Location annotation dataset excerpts
- - -

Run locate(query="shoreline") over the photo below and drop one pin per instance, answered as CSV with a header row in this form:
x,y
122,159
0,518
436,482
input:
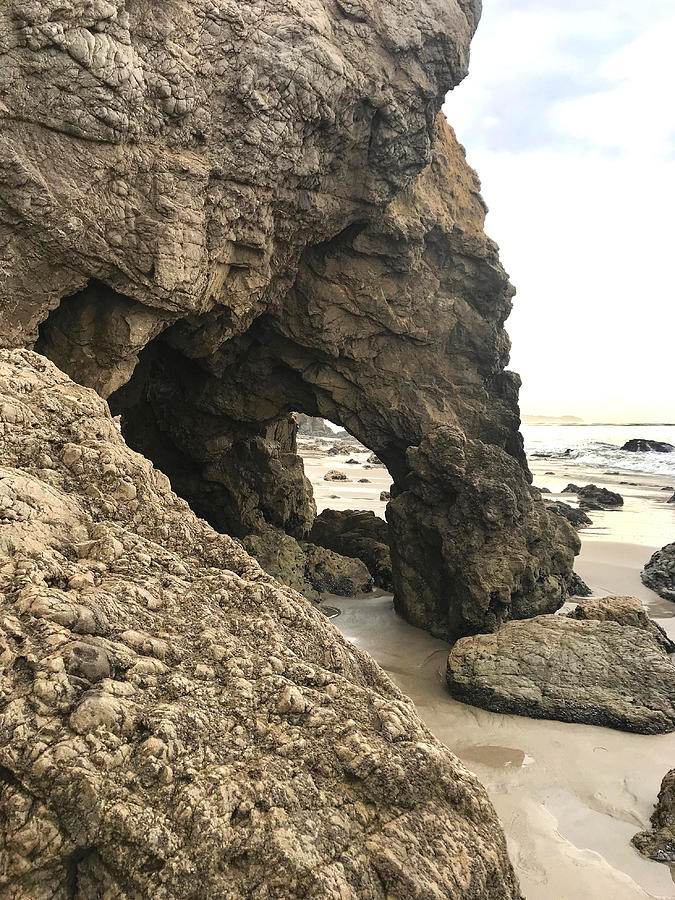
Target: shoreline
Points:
x,y
570,797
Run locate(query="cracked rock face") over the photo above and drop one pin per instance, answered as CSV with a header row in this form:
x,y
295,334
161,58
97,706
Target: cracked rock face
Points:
x,y
218,213
625,611
596,671
659,843
173,722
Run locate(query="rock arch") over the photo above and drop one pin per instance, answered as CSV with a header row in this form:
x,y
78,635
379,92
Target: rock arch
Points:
x,y
277,232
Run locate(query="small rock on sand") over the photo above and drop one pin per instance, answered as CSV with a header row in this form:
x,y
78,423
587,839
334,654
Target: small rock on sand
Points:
x,y
553,667
335,475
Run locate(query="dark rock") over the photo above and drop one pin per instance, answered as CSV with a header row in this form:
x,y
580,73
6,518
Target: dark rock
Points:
x,y
313,426
335,573
659,843
646,445
554,667
576,517
306,568
659,573
239,728
593,497
357,533
625,611
294,227
335,475
577,587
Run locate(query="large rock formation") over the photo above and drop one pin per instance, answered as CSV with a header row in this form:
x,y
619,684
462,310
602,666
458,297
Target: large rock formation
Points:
x,y
593,671
217,213
360,533
176,724
659,843
625,611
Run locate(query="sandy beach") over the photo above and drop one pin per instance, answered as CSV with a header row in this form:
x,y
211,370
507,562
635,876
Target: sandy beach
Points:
x,y
570,797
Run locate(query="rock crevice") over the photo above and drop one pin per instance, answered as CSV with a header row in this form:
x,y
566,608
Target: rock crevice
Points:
x,y
257,210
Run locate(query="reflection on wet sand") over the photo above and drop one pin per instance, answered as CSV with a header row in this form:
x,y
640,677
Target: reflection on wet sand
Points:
x,y
569,796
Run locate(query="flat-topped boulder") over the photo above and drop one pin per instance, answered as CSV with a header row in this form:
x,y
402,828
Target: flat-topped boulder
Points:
x,y
554,667
575,516
659,843
625,611
593,497
659,573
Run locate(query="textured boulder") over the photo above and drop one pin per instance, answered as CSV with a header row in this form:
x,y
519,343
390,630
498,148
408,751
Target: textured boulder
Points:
x,y
659,573
659,843
625,611
646,445
335,475
173,722
359,533
313,426
577,587
553,667
593,497
576,517
216,214
309,569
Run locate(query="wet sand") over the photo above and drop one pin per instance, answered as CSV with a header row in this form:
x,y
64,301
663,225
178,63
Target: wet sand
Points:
x,y
569,796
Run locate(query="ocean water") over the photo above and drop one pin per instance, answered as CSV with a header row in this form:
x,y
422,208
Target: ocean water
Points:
x,y
599,446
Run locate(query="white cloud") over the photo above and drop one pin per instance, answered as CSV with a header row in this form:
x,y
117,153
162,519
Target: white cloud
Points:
x,y
578,173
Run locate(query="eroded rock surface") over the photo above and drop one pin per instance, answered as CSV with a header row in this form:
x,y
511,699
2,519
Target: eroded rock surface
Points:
x,y
307,568
359,533
576,517
173,722
659,573
659,843
553,667
625,611
216,214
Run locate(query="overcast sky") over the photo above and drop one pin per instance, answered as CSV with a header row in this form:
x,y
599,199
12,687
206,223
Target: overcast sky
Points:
x,y
568,115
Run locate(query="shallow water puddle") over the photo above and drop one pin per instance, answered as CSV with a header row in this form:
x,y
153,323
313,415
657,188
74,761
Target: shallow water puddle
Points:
x,y
490,755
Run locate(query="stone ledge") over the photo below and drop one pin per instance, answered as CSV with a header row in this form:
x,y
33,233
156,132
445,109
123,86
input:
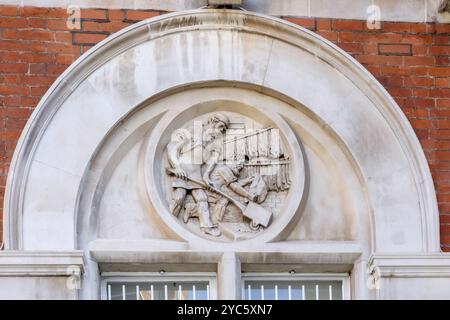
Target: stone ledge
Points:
x,y
421,265
41,263
391,10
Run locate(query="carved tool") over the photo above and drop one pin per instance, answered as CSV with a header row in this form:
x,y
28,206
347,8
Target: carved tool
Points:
x,y
258,215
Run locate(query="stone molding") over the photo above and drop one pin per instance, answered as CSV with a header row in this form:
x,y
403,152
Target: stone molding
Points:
x,y
391,10
251,23
35,263
411,265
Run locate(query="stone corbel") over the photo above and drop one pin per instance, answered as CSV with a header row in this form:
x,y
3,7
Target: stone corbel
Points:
x,y
444,6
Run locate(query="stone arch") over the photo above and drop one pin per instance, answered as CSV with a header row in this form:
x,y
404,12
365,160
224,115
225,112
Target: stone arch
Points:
x,y
216,48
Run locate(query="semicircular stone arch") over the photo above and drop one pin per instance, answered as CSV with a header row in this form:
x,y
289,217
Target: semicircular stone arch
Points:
x,y
77,179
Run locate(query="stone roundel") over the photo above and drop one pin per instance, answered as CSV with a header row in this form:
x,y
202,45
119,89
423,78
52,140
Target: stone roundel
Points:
x,y
253,161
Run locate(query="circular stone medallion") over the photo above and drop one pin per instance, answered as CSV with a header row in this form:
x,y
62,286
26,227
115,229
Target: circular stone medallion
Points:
x,y
224,170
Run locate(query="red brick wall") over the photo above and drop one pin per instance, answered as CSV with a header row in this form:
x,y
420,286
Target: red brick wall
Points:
x,y
412,60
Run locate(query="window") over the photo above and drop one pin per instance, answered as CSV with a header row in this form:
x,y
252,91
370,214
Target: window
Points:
x,y
294,287
154,286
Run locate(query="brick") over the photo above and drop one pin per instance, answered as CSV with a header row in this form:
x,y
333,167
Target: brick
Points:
x,y
422,28
442,60
37,57
418,81
352,48
395,27
43,12
13,89
17,23
395,49
380,60
88,38
96,14
37,35
329,35
442,39
56,69
9,11
116,15
323,24
308,23
9,56
13,67
136,15
419,61
38,91
37,23
93,26
440,92
39,80
57,24
351,25
439,72
443,28
420,50
442,82
65,59
440,50
63,48
418,39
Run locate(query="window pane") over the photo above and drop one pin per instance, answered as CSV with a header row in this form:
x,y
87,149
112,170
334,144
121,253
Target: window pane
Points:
x,y
292,289
174,290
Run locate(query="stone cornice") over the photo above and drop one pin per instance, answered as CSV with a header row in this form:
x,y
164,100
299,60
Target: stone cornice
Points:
x,y
391,10
410,265
40,263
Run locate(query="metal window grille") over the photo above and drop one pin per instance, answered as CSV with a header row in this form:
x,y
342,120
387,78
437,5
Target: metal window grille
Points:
x,y
314,287
158,288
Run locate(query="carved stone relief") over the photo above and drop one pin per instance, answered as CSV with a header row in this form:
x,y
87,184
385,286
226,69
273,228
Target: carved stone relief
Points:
x,y
228,175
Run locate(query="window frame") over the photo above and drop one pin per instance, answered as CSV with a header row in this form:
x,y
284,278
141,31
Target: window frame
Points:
x,y
261,276
155,277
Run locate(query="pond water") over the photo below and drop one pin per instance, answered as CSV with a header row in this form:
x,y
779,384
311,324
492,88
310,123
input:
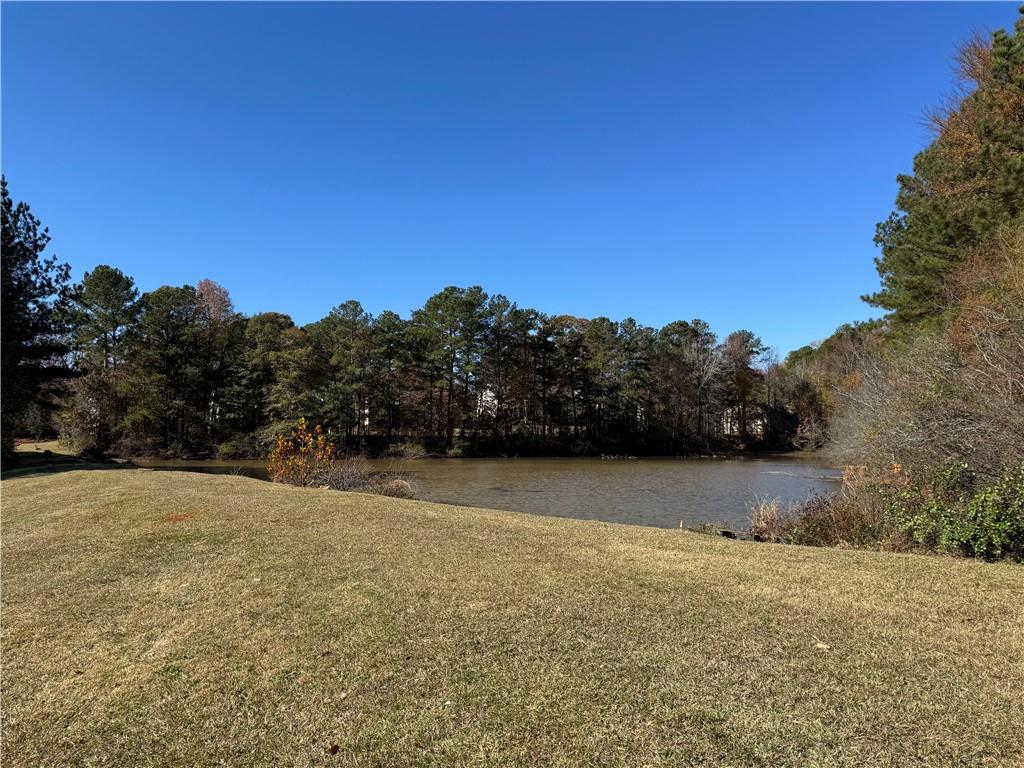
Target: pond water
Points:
x,y
663,493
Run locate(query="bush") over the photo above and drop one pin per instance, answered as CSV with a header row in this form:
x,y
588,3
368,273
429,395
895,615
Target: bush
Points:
x,y
304,458
406,450
990,524
307,458
240,446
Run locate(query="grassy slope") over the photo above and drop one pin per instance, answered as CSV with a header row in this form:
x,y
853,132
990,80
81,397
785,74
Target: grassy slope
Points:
x,y
173,619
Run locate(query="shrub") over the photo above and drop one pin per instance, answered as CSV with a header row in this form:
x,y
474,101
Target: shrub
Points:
x,y
303,458
240,446
767,523
406,450
990,524
307,458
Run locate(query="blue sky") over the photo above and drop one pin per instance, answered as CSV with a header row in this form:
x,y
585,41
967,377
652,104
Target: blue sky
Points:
x,y
656,161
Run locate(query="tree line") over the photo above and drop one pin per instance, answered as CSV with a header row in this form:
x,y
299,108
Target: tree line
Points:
x,y
176,371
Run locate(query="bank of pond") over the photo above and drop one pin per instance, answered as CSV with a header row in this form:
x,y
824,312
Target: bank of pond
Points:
x,y
662,493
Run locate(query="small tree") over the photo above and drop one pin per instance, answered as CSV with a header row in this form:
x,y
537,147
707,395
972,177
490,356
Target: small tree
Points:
x,y
302,458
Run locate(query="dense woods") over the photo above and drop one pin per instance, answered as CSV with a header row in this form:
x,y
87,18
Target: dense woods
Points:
x,y
928,402
177,371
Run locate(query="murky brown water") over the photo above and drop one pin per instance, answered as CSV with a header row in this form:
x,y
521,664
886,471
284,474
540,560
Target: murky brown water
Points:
x,y
664,493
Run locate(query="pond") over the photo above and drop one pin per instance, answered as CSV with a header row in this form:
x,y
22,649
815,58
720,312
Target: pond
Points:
x,y
664,493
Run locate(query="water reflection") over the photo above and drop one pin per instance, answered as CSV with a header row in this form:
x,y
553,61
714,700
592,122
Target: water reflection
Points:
x,y
663,493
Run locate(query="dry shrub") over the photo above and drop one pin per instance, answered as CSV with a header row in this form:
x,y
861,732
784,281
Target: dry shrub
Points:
x,y
767,522
307,458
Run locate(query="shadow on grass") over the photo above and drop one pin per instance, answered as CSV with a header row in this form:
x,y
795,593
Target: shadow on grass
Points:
x,y
52,465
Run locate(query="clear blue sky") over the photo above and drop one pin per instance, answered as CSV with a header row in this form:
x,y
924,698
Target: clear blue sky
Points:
x,y
659,161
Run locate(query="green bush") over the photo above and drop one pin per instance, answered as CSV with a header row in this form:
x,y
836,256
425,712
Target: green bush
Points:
x,y
990,524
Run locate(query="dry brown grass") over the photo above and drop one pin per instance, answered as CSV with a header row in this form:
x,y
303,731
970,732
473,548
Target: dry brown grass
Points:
x,y
159,619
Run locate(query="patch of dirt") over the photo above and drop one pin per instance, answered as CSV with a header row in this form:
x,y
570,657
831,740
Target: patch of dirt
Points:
x,y
179,517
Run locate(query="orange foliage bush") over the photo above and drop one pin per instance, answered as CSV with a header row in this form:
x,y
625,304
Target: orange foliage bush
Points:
x,y
302,459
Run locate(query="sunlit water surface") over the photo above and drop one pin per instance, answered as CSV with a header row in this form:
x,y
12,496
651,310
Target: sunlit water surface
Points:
x,y
664,493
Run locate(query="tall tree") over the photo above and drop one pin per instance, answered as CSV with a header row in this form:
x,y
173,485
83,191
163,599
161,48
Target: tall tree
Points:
x,y
968,182
104,310
31,312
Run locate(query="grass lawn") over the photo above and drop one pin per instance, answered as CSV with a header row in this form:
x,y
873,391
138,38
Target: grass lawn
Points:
x,y
172,619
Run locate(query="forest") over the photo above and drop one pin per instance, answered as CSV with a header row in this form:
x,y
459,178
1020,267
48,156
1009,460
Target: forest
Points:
x,y
178,372
927,403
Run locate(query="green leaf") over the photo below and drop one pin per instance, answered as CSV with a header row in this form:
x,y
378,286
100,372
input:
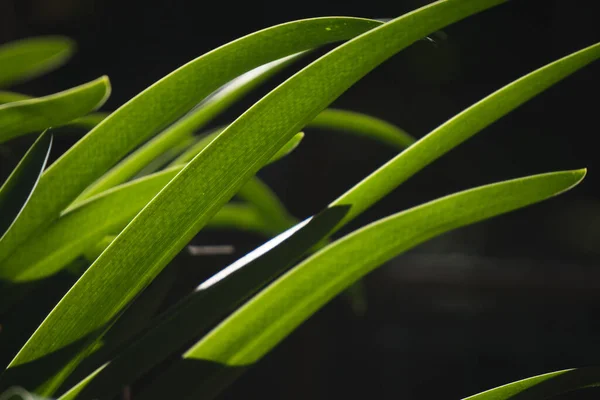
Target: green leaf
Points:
x,y
257,193
87,222
260,324
543,387
17,188
364,125
86,122
28,58
458,129
161,104
211,301
188,202
26,116
183,129
9,97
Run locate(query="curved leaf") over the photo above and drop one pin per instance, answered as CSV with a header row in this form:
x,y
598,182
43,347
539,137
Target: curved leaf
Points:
x,y
88,222
28,58
259,325
10,97
168,99
17,188
202,309
197,118
543,387
26,116
458,129
364,125
86,122
188,202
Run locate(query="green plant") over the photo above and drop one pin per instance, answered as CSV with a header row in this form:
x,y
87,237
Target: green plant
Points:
x,y
139,185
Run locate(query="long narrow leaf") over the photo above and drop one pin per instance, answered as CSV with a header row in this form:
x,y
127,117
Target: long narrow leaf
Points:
x,y
495,105
543,387
87,121
213,300
26,116
28,58
17,188
85,224
364,125
259,325
458,129
188,202
179,131
168,99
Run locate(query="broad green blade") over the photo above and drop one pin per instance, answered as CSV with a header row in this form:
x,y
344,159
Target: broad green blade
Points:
x,y
185,128
28,58
544,387
26,116
364,125
86,223
168,99
212,300
9,97
86,122
260,324
17,189
458,129
188,202
257,193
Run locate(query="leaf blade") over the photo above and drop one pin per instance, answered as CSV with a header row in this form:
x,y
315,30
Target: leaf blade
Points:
x,y
255,328
26,116
288,107
25,59
169,98
18,187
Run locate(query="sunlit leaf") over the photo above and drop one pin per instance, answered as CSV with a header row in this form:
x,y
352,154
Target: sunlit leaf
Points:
x,y
36,114
188,202
197,118
255,328
28,58
17,188
364,125
160,105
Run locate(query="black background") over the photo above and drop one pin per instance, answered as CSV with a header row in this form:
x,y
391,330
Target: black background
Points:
x,y
491,303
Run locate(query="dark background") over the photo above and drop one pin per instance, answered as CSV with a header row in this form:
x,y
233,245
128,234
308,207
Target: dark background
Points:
x,y
488,304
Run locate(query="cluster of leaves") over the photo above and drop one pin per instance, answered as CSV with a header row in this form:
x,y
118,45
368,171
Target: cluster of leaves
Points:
x,y
141,183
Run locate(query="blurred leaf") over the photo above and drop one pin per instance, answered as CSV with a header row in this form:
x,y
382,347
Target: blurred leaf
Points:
x,y
161,104
87,121
188,202
260,324
86,223
544,387
25,59
26,116
17,188
458,129
9,97
196,119
364,125
257,193
202,309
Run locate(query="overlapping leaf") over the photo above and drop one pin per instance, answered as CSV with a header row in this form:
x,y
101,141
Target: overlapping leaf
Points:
x,y
186,204
17,188
28,58
255,328
161,104
37,114
459,129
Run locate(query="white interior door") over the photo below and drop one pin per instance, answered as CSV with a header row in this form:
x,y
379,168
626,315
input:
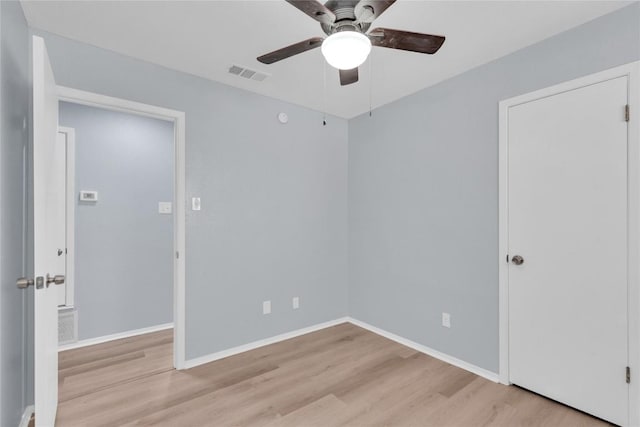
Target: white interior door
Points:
x,y
47,223
567,193
58,189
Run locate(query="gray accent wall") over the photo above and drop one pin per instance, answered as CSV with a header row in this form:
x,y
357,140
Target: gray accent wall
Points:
x,y
423,191
123,246
273,223
14,138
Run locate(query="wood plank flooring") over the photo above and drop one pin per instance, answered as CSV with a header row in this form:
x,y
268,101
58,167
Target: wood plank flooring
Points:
x,y
339,376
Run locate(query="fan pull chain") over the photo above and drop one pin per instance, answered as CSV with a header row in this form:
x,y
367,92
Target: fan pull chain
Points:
x,y
324,91
370,81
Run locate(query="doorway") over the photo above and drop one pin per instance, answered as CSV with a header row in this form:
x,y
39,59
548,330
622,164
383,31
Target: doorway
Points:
x,y
568,243
167,207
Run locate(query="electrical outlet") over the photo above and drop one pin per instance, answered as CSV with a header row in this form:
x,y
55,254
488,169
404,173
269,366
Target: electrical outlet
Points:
x,y
446,320
164,208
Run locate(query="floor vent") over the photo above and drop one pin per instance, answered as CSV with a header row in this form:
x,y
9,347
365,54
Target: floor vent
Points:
x,y
247,73
67,326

- - -

Exercise requirements. How many lines in the items above contain the string "formation"? Treat uppercase and lowercase as different, and give only the number.

Solution. 2